Task requirements |
Reproduce each of the following items word for word, leaving out the pictures.

— begin Stored data —

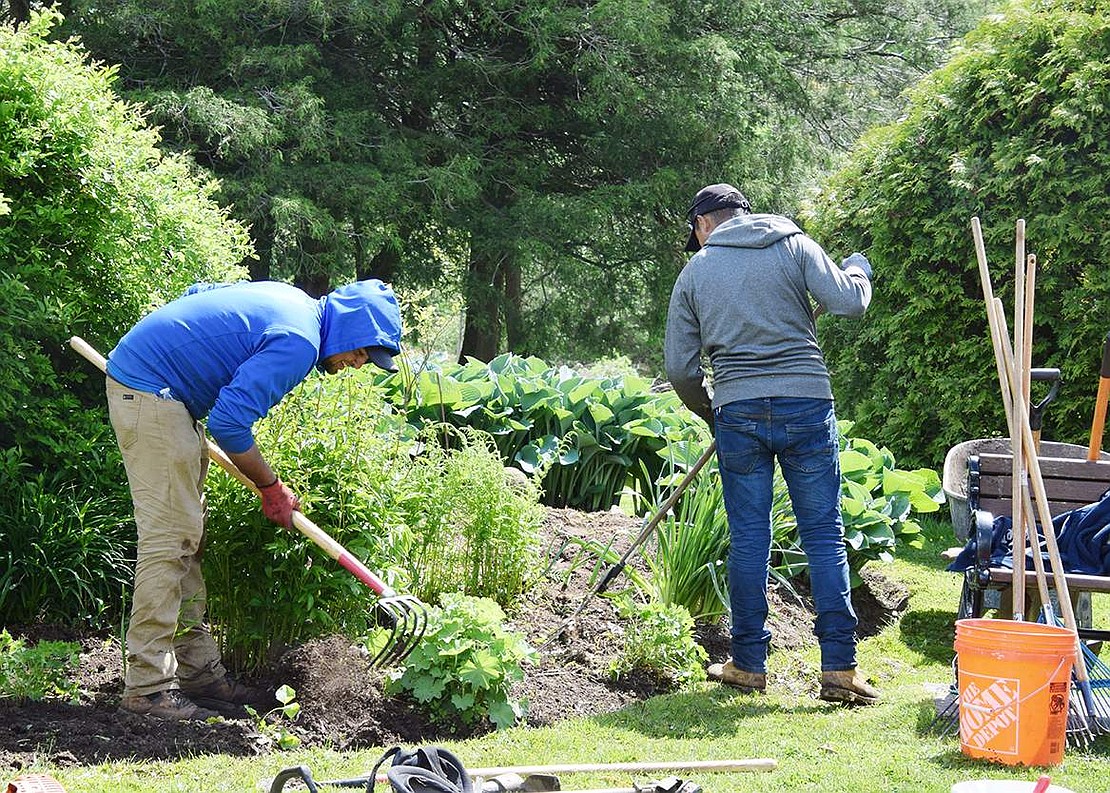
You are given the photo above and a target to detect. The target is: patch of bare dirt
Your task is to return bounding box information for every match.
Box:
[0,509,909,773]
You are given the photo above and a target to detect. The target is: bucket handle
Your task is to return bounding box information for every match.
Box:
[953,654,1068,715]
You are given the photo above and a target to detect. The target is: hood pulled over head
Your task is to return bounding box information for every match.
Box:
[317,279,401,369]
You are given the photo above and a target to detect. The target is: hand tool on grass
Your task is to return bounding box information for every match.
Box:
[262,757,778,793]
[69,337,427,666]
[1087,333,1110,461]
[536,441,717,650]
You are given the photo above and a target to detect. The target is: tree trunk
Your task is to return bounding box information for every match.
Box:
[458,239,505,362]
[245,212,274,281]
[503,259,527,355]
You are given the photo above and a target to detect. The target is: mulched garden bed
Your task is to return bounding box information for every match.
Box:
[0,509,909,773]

— end Stored data —

Problem solution |
You are given the photo above and a target to detect. The target is: patch of bare dirt
Your task is to return bounding box information for every match.
Box:
[0,509,909,773]
You are given the photo above and a target to detect. The target is: bucket handle
Your task is to return bounding box information for every match.
Box:
[953,654,1068,715]
You are given the photo above and a target to detect. The target is: hood pulled over head
Your task is to return bounding box information for every match.
Box:
[317,279,401,369]
You are given the photo above and a target to detect. The target is: hand tool on grass
Your task is to return bounding box information for every match.
Box:
[262,757,778,793]
[69,337,427,666]
[1087,333,1110,461]
[536,441,717,650]
You are given the photo above and a target to detect. The target is: tree trunk
Your task is to return bounding box information for every match.
Box:
[458,239,505,362]
[245,212,274,281]
[503,259,527,355]
You are given the photo above and a target to detect. The target is: mulched garden bed
Your task is to return bounding box information for every match.
Box:
[0,509,909,773]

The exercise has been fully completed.